DATA LISTING:
........

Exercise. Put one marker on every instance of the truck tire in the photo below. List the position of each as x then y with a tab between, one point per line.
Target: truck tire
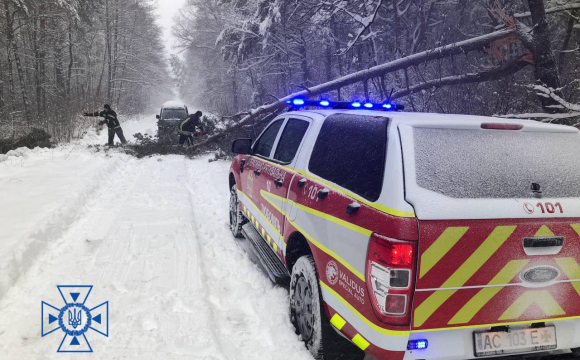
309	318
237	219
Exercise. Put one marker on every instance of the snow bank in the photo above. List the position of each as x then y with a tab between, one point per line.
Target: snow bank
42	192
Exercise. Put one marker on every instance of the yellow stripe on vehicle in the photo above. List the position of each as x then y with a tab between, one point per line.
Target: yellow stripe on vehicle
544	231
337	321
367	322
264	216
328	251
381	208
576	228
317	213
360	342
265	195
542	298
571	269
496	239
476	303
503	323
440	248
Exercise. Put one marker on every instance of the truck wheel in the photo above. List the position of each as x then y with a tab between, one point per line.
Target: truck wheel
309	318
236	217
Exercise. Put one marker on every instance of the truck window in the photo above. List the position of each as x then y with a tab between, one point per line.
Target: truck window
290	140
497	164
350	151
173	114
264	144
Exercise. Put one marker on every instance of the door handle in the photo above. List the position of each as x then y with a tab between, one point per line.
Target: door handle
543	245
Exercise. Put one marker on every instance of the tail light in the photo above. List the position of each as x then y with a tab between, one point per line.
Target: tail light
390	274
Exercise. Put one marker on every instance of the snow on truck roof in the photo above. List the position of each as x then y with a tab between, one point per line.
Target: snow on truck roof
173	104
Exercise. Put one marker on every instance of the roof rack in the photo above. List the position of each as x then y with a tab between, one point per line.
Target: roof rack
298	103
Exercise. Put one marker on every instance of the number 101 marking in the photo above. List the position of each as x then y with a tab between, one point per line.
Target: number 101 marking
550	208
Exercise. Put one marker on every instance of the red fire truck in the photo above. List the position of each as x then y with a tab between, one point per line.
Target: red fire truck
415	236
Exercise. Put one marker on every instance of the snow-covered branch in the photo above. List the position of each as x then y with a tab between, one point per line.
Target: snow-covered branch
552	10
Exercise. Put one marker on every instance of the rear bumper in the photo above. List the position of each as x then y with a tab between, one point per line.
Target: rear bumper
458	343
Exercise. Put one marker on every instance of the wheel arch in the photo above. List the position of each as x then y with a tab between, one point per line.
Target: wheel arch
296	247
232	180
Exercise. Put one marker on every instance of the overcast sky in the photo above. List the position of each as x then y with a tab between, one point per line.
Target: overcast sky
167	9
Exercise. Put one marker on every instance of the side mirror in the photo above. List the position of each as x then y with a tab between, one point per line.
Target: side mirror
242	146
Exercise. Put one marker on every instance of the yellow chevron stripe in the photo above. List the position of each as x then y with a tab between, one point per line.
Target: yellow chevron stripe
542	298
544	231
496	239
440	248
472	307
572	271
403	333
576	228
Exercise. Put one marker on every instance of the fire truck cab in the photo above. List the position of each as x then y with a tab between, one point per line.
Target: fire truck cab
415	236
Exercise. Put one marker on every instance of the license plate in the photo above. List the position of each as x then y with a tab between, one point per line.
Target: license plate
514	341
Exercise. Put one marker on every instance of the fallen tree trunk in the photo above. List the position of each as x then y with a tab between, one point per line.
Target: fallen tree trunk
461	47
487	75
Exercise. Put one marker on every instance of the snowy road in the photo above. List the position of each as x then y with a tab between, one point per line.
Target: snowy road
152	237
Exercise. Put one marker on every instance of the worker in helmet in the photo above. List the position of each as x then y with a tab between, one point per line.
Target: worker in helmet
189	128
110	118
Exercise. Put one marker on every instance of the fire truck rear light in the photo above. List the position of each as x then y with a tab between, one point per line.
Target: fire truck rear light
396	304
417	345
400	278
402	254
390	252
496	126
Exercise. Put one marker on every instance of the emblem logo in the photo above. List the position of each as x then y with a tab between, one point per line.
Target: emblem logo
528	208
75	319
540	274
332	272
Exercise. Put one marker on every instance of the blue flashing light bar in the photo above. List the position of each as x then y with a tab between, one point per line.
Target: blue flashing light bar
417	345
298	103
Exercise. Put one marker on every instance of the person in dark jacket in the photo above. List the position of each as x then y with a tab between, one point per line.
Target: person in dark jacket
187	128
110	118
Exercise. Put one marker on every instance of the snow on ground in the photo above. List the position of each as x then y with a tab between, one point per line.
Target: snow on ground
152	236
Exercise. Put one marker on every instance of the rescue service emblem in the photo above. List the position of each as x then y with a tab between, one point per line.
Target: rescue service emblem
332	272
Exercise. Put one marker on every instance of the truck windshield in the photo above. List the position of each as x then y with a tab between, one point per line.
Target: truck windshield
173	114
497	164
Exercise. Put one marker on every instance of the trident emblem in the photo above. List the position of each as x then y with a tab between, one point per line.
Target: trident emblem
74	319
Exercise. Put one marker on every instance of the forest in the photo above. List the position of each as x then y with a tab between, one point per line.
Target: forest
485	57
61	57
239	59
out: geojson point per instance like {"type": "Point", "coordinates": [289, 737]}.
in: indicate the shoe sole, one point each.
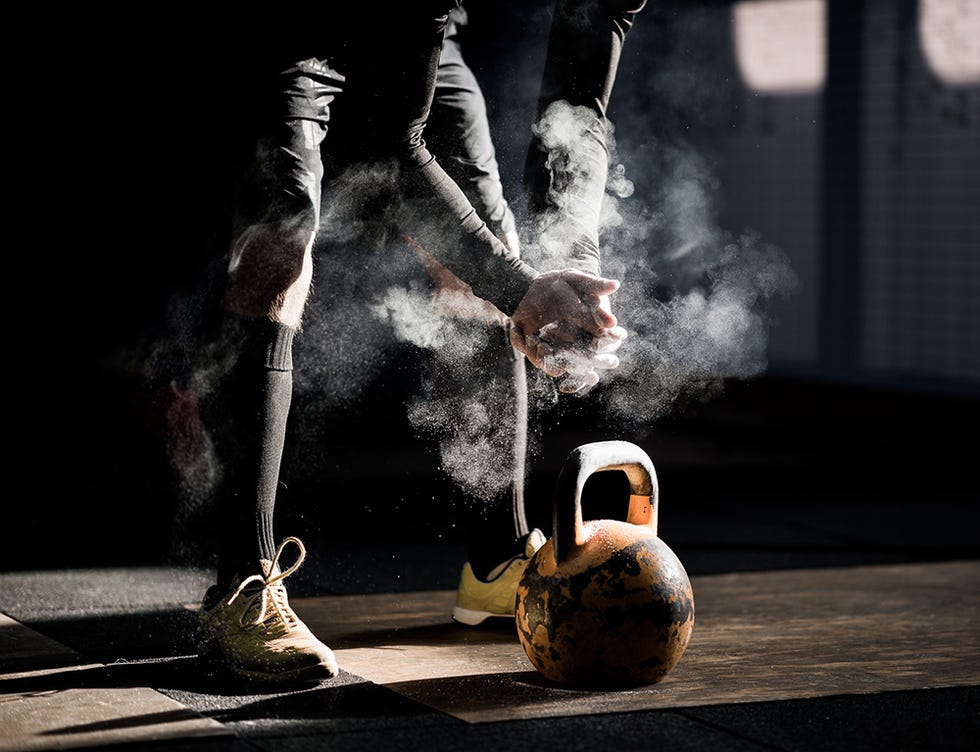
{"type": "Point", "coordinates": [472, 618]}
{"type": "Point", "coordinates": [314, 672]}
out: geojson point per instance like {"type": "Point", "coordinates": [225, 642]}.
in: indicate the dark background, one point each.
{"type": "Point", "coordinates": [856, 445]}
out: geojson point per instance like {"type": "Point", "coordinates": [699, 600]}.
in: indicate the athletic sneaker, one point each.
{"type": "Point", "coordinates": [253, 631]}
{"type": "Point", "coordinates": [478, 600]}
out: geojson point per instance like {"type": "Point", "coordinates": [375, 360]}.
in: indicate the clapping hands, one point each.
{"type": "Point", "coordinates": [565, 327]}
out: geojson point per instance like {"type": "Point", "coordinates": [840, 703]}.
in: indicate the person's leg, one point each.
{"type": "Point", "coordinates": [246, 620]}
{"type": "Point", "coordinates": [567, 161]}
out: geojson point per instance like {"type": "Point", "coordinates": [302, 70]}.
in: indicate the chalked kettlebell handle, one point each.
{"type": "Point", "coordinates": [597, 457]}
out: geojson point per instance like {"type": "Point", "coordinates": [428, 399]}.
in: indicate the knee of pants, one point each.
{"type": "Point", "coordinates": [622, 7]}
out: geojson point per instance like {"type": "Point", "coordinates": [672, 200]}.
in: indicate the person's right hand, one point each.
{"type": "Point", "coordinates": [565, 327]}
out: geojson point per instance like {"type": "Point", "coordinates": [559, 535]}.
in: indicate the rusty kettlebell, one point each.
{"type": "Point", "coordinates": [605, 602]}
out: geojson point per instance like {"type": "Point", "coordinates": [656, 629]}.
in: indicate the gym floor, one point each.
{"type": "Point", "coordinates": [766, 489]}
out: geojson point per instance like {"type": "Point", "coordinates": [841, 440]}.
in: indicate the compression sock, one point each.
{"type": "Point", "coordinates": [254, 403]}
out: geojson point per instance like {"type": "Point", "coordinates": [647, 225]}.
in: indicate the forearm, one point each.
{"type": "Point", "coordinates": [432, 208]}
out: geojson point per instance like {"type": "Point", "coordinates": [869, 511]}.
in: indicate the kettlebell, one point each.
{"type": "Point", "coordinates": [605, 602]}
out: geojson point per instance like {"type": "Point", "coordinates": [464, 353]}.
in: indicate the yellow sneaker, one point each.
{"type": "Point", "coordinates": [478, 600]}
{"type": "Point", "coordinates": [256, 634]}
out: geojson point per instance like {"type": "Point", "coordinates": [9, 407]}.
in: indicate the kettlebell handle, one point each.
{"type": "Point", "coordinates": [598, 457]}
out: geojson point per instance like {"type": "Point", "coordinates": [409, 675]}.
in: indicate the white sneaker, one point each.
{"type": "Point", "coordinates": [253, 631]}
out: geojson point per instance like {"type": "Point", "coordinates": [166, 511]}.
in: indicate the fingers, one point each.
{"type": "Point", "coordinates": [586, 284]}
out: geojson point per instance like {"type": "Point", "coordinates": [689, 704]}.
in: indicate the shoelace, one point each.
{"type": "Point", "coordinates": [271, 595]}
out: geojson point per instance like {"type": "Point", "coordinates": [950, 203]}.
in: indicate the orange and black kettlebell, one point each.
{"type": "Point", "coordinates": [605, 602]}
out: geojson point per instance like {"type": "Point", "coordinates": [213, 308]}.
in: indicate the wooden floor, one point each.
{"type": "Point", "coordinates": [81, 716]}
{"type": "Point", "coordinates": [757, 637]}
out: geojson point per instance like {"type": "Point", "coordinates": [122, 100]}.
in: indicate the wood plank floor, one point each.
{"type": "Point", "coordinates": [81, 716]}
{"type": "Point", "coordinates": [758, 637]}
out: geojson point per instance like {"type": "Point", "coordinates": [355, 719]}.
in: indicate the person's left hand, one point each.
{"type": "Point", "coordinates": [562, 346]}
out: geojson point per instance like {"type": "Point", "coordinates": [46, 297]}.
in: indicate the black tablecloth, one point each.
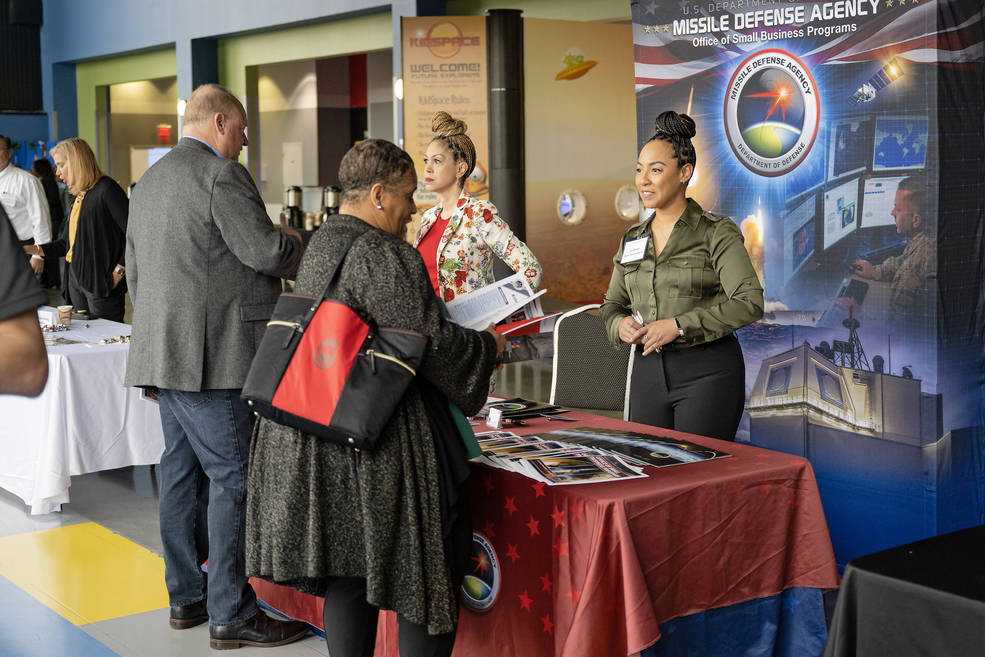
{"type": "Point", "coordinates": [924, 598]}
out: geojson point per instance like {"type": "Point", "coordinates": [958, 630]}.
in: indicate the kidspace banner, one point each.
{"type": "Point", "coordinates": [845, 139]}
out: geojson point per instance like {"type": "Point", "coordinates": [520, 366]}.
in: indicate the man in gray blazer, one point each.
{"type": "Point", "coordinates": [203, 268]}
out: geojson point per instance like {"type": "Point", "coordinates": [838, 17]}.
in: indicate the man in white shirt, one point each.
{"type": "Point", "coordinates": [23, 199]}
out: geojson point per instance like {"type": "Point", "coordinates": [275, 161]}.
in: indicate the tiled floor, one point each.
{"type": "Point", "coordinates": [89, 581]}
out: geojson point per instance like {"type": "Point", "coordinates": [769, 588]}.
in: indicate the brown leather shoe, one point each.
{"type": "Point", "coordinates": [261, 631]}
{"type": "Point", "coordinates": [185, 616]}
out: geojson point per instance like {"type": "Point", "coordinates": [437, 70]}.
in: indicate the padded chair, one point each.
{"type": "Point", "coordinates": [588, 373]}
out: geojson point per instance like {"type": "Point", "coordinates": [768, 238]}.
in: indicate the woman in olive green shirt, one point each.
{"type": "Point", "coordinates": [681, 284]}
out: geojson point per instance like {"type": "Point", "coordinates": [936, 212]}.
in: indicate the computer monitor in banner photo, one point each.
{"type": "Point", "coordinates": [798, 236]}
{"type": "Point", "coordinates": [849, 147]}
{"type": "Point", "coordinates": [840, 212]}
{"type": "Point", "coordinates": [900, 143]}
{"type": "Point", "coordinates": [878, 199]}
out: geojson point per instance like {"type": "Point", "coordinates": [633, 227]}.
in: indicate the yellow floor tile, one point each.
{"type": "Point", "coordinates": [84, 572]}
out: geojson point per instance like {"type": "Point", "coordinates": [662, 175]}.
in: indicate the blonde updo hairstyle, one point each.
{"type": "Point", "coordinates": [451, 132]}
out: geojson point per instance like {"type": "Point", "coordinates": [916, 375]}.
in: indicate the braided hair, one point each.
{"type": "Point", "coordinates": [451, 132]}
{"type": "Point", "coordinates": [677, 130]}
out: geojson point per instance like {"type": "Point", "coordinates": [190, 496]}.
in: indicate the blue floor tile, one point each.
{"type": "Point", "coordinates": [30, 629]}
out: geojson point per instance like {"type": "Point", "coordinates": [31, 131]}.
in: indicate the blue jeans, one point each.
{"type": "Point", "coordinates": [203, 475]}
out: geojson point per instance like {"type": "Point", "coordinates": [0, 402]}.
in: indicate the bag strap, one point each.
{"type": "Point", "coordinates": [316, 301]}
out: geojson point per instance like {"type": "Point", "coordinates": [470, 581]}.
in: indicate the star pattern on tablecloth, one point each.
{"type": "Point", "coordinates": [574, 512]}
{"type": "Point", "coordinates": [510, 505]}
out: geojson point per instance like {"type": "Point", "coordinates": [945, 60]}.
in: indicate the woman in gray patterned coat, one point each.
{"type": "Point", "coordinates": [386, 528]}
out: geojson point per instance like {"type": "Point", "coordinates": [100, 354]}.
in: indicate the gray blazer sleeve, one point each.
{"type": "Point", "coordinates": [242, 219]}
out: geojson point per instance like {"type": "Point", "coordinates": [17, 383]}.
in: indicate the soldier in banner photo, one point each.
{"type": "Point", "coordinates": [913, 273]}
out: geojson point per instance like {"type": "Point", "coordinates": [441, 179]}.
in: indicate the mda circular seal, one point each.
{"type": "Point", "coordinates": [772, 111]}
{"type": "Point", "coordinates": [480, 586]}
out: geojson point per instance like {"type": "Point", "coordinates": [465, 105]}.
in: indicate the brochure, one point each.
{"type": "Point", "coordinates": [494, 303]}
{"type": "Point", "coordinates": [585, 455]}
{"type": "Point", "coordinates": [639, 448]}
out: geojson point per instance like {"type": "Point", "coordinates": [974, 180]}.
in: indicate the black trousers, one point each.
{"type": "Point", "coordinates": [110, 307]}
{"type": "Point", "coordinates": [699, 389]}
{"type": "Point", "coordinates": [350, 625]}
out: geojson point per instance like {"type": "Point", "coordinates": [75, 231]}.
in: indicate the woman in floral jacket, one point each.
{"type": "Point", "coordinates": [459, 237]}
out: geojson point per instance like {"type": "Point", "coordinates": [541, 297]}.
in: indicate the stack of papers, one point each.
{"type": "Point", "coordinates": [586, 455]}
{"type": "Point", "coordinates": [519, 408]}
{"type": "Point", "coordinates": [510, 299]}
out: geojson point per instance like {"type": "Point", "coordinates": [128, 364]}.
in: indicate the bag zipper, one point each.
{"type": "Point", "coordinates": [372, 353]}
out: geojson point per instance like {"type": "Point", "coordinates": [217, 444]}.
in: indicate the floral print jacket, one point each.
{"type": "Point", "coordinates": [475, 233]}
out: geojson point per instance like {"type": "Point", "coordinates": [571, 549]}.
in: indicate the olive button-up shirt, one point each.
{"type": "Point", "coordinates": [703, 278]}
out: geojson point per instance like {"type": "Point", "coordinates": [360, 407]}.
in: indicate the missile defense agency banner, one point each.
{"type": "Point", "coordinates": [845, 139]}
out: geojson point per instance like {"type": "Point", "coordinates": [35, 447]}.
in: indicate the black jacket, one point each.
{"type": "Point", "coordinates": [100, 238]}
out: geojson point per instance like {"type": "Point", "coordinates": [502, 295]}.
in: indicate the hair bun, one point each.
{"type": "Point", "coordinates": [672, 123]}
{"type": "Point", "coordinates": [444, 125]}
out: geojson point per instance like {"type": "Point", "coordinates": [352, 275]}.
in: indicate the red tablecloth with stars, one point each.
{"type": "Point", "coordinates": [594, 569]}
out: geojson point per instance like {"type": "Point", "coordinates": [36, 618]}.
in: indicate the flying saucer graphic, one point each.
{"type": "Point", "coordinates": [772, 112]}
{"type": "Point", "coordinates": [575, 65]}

........

WHAT IS REQUIRED: List every line of the rows above that contains the word "worker".

FINAL ANSWER:
Exercise. Put one marker on every instance of the worker in helmet in the photo above. List the position of each as x then y with a tab between, one point per line.
Target: worker in helmet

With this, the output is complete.